• Passage provided:
· · · ·

- Born: 1710
- Died: 5 April 1793 (aged 82–83)
- Occupation: Physician

= Dale Ingram =

English physician

Dale Ingram (1710 – 5 April 1793) was an English physician.

==Biography==
Ingram was born in 1710, and, after apprenticeship and study in the country, began practice at Reading, Berkshire, in 1733, and there, in 1743, published ‘An Essay on the Gout.’ Later in that year he emigrated to Barbadoes, where he practised till 1750, when he returned to England and set up as a surgeon and man midwife on Tower Hill, London. In 1751 he published ‘Practical Cases and Observations in Surgery,’ his most important work. It contains records of cases observed in England and the West Indies. He describes one successful and one unsuccessful operation in cases of abdominal wounds penetrating the bowel. He washed the intestine with hot claret, and then stitched the peritoneum to the edge of the wound and the abdominal wall. The procedure is one of the earliest English examples of a method of surgery which was later universally adopted. In 1754 he went to live in Fenchurch Street, London, and in 1755 published ‘An Historical Account of the several Plagues that have appeared in the World since the year 1346.’ It is a mere compilation. On 24 January 1759 he was elected from among five candidates to the office of surgeon to Christ's Hospital, and thenceforward resided there. He sometimes visited Epsom, and in 1767 published ‘An Enquiry as to the Origin of Magnesia Alba,’ the principal saline ingredient of the Epsom springs. A controversy had arisen as to the cause of death of a potman who had received a blow on the head in an election riot at Brentford in 1769, and he published a lengthy pamphlet entitled ‘The Blow, or Inquiry into the Cause of Mr. Clarke's Death at Brentford,’ which demonstrates that blood-poisoning arising from an ill-dressed scalp wound was the true cause of death. In 1777 he published ‘A Strict and Impartial Inquiry into the Cause of Death of the late William Scawen,’ an endeavour to prove that poison had not been administered. In 1790 it was stated that he was too old for his work at Christ's Hospital, and as he would not resign he was superseded in 1791. He died at Epsom on 5 April 1793.

· · · ·

• Stored data:
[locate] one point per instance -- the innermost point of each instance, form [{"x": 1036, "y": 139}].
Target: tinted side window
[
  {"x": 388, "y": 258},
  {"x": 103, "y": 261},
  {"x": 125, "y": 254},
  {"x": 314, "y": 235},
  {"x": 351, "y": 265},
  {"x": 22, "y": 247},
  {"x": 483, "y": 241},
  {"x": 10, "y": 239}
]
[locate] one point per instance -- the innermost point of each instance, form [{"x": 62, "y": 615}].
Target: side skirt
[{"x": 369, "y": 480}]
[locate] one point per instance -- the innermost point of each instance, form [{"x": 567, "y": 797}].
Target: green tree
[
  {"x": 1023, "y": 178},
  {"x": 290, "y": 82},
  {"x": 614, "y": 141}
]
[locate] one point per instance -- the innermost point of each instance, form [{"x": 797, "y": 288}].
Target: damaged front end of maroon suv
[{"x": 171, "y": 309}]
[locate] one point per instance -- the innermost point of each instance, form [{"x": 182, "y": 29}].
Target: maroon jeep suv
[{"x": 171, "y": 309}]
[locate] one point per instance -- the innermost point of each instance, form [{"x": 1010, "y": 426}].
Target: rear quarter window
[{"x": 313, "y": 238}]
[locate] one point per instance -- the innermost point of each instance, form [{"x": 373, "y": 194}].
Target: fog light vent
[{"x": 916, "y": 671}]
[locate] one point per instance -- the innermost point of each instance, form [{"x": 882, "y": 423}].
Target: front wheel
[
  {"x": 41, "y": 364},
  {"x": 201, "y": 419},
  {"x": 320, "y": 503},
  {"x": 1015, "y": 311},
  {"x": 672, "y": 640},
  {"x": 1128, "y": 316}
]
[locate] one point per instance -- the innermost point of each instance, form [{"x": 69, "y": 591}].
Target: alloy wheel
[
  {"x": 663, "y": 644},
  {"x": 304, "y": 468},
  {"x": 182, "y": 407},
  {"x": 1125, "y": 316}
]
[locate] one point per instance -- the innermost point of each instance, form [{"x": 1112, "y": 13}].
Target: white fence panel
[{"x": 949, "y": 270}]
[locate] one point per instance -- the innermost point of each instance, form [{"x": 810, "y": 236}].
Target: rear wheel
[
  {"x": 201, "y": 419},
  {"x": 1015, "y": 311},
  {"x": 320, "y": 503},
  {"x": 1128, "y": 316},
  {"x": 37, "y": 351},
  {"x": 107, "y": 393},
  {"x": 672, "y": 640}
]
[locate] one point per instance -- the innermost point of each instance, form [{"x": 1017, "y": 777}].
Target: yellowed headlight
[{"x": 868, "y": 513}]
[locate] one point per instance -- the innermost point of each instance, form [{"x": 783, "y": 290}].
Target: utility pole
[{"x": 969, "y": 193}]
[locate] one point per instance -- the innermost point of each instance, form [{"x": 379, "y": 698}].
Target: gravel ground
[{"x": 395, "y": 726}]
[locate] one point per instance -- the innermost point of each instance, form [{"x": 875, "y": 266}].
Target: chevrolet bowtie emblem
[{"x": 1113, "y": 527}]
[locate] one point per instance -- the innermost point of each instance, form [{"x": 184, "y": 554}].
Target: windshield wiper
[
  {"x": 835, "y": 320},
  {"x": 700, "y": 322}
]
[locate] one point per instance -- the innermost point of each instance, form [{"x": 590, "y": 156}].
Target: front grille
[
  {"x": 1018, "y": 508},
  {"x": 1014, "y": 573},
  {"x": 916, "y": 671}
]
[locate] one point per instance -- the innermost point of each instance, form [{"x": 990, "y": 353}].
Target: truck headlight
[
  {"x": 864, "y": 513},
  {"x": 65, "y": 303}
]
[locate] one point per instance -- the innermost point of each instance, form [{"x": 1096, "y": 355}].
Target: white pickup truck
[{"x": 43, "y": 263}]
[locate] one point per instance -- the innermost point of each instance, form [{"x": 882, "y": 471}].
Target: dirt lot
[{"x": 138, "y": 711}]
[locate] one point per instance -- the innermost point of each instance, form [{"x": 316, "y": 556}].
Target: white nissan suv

· · · ·

• Instructions for the task: Rewrite the Dale Ingram biography starting with "- Born: 1710" and going on through "an English physician.", putting "British physician" in place of "English physician".

• Output below:
- Born: 1710
- Died: 5 April 1793 (aged 82–83)
- Occupation: Physician

= Dale Ingram =

British physician

Dale Ingram (1710 – 5 April 1793) was an British physician.